What you will do:
Exactly the lines from the one containing "For every instance of the parked car" through the end of the data below are to be reproduced, and nothing besides them.

Material for the task:

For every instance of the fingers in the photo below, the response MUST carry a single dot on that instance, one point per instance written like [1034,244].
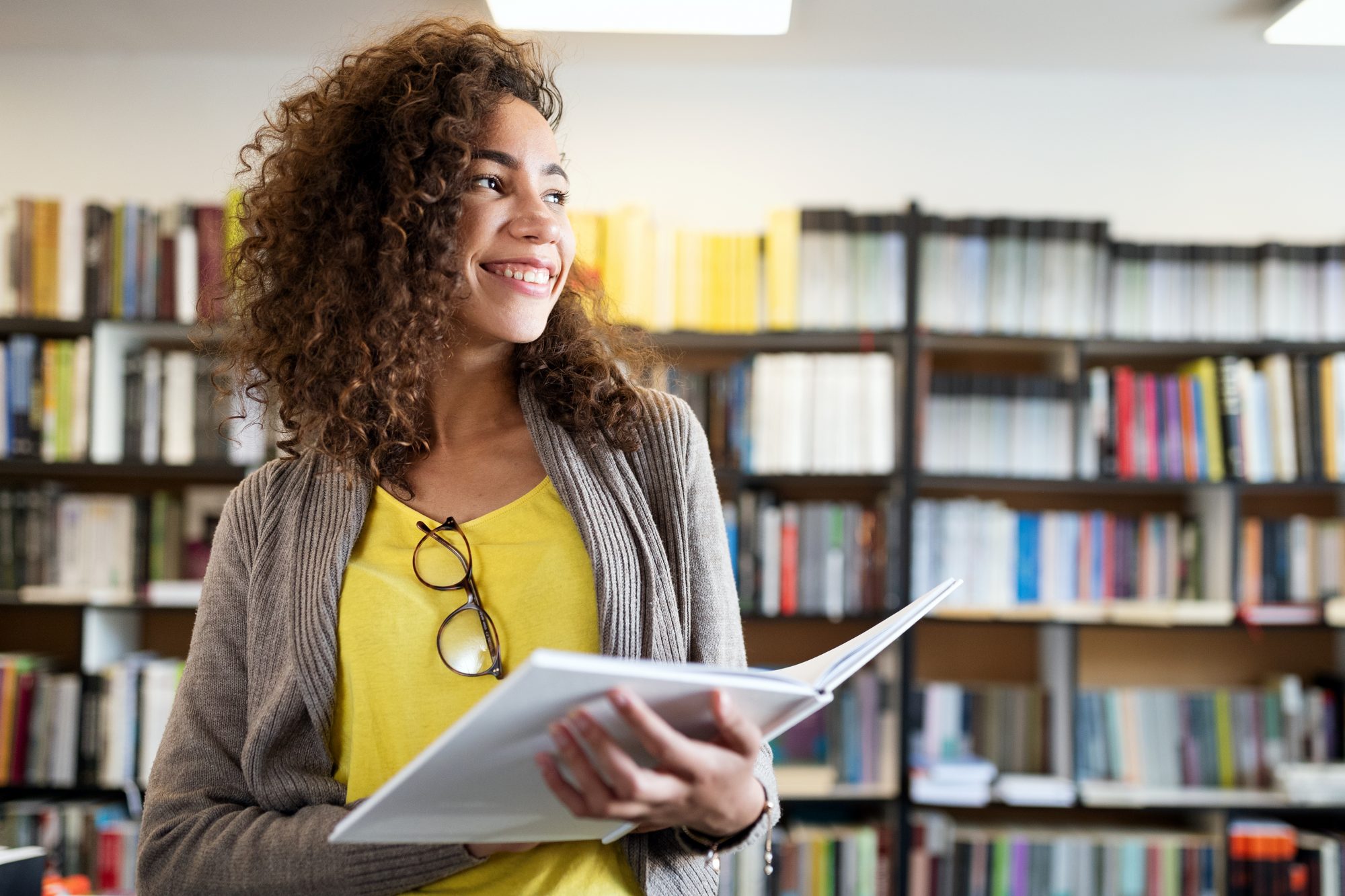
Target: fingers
[626,778]
[590,795]
[668,745]
[738,731]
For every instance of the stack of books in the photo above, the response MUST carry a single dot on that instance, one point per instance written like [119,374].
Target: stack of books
[808,557]
[106,548]
[952,858]
[1007,725]
[999,425]
[1229,737]
[45,384]
[1078,564]
[816,858]
[1268,857]
[130,261]
[813,270]
[71,729]
[851,747]
[1233,294]
[93,838]
[1013,278]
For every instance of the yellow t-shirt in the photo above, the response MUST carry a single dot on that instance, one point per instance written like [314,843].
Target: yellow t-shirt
[395,696]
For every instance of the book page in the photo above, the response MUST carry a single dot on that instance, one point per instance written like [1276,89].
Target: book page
[828,670]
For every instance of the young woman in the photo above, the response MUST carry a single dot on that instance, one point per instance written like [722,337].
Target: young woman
[470,473]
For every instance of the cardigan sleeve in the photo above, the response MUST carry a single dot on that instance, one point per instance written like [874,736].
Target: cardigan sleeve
[716,624]
[202,830]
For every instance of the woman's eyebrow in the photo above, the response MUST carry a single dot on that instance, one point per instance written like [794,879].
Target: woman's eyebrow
[510,162]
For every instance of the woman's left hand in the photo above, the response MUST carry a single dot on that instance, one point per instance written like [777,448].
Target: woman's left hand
[708,786]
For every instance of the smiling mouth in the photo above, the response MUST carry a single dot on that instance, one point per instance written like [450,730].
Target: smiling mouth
[527,274]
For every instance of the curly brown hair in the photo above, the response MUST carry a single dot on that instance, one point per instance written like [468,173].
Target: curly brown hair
[345,283]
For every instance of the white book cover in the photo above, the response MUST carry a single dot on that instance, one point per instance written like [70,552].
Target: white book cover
[71,268]
[9,237]
[180,408]
[158,686]
[186,267]
[153,431]
[478,782]
[769,534]
[80,417]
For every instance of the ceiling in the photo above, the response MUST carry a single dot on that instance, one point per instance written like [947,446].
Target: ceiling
[1126,36]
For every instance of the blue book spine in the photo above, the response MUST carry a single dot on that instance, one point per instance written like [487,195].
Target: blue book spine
[1030,526]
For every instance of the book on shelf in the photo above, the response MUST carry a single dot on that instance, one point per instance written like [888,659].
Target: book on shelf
[1227,737]
[809,557]
[551,684]
[1291,567]
[810,270]
[851,858]
[1272,420]
[75,260]
[954,858]
[99,728]
[997,425]
[851,747]
[1012,276]
[1268,857]
[46,388]
[60,546]
[92,838]
[798,413]
[1096,565]
[1004,728]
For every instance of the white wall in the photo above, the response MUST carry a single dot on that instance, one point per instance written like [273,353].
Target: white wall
[1161,157]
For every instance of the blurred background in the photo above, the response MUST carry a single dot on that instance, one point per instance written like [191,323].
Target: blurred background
[1044,295]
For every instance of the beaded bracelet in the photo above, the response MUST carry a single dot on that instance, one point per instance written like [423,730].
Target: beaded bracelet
[712,856]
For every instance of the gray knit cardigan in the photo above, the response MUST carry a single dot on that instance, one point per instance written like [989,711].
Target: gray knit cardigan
[241,795]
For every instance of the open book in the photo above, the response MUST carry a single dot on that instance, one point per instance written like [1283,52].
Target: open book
[478,783]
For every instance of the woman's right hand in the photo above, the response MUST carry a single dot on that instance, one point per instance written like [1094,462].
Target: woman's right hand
[482,850]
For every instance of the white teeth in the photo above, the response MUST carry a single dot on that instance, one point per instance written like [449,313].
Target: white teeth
[529,275]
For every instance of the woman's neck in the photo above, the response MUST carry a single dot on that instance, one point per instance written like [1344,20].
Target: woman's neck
[475,393]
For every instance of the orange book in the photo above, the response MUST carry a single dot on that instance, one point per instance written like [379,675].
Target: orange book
[1187,401]
[1252,564]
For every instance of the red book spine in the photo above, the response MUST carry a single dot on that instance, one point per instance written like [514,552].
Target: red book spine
[110,861]
[789,564]
[1125,423]
[1191,460]
[22,716]
[1151,392]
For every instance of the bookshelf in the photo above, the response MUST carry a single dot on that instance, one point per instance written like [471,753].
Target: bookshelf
[1061,649]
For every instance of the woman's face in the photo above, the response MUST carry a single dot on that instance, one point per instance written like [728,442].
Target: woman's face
[514,236]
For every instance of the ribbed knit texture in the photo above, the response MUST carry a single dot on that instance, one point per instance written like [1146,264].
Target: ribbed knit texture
[241,795]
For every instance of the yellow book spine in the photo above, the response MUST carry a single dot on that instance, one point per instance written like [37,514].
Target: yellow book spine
[750,283]
[1204,372]
[1327,389]
[50,396]
[709,283]
[1225,737]
[782,270]
[9,698]
[691,283]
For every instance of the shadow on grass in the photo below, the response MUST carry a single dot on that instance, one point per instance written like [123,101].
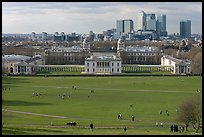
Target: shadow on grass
[22,103]
[27,131]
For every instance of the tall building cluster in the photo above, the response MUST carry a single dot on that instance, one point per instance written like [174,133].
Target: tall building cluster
[150,26]
[124,27]
[185,29]
[152,22]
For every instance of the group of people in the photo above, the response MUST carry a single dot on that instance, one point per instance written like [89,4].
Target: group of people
[5,88]
[37,94]
[175,128]
[161,112]
[120,117]
[161,124]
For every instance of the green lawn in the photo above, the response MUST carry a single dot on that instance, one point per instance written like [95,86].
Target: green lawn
[112,95]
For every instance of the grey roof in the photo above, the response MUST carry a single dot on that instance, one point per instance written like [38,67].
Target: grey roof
[177,60]
[140,49]
[104,58]
[66,49]
[16,58]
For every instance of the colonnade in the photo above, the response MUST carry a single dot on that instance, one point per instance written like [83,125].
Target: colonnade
[68,68]
[145,68]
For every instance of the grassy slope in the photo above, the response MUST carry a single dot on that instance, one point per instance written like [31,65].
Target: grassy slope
[103,106]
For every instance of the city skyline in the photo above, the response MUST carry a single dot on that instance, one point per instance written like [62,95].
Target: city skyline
[82,17]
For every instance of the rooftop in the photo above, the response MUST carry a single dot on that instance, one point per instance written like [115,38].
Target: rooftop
[177,60]
[15,58]
[105,58]
[140,49]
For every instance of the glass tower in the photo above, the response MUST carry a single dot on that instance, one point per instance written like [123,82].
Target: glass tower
[185,29]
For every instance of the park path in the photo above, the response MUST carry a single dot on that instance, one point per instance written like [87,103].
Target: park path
[137,90]
[65,117]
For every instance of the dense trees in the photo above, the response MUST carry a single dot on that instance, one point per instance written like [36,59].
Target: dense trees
[190,112]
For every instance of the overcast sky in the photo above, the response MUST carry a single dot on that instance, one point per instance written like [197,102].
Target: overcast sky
[81,17]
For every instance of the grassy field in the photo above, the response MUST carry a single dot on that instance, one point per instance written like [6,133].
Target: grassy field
[112,95]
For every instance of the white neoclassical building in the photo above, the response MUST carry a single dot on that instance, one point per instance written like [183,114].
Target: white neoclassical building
[19,64]
[179,66]
[103,64]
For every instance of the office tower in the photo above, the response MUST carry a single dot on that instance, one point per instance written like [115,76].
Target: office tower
[185,29]
[119,27]
[44,36]
[33,36]
[63,36]
[161,25]
[128,26]
[150,22]
[123,26]
[141,21]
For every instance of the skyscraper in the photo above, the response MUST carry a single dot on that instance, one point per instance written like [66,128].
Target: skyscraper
[44,36]
[123,26]
[161,25]
[185,28]
[141,21]
[33,36]
[119,27]
[150,22]
[128,26]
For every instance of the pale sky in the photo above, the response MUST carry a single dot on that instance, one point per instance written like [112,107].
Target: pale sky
[81,17]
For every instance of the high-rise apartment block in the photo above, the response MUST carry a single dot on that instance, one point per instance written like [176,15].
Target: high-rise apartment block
[128,26]
[44,36]
[123,26]
[161,25]
[185,29]
[141,21]
[150,22]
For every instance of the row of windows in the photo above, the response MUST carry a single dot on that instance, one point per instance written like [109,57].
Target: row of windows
[143,54]
[118,70]
[103,64]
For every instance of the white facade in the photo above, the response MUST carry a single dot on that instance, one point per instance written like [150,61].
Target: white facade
[141,21]
[19,64]
[179,66]
[103,65]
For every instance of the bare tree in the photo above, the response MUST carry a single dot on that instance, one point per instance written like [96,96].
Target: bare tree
[190,112]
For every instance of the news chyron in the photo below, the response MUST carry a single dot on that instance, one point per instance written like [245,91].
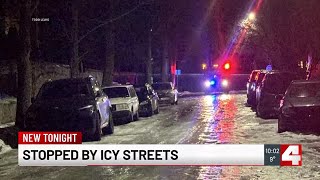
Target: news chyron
[67,149]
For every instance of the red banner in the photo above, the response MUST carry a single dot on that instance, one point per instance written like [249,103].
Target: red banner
[49,138]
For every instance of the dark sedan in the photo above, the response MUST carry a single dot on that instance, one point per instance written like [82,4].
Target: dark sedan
[149,100]
[71,105]
[300,107]
[274,83]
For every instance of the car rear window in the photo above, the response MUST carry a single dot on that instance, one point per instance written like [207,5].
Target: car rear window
[116,92]
[277,83]
[304,90]
[58,90]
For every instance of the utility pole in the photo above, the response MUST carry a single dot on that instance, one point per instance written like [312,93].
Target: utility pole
[149,59]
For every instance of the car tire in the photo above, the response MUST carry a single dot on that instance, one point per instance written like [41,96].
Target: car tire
[130,118]
[98,132]
[261,113]
[150,112]
[157,110]
[136,117]
[110,128]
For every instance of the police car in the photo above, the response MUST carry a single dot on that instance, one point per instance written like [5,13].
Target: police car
[217,79]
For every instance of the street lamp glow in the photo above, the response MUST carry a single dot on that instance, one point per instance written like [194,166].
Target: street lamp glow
[252,16]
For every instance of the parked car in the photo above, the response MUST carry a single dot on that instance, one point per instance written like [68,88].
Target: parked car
[166,92]
[124,101]
[251,88]
[300,107]
[256,84]
[273,83]
[149,100]
[71,105]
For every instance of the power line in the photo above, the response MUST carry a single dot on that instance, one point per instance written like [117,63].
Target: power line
[109,21]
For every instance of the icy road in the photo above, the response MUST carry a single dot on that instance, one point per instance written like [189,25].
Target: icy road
[211,119]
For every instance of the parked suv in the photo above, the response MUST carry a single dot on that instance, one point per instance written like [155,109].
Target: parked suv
[166,92]
[124,100]
[149,100]
[273,84]
[300,107]
[250,87]
[256,84]
[71,105]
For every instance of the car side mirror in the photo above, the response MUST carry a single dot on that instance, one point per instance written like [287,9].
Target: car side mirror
[279,97]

Full solution:
For every instance of the parked car in the photo above, the response MUST carry a single dot on that instance, one point per instance written like [68,88].
Target: parked car
[166,92]
[124,101]
[251,88]
[300,107]
[256,84]
[273,83]
[149,100]
[71,105]
For every instance of the power line in the photo above, the response MUST carry a single dot on that instance, one point per instance written like [117,63].
Target: power line
[109,21]
For every instance of the icy road in the photo above, the response MUST carry a single dot on that instance, one point per instance written like [189,25].
Target: icy road
[211,119]
For every instance of the parked suv in the photo above, the response MUST carry a single dot on that instance, one point per instance written like [155,109].
Target: parked suv
[166,92]
[124,100]
[149,100]
[273,84]
[300,107]
[250,87]
[256,84]
[71,105]
For every instance of the car side mirror in the photo above, the response MUST carry a single dot on that instance, one point per instance written like [287,9].
Target: car side mirror
[279,97]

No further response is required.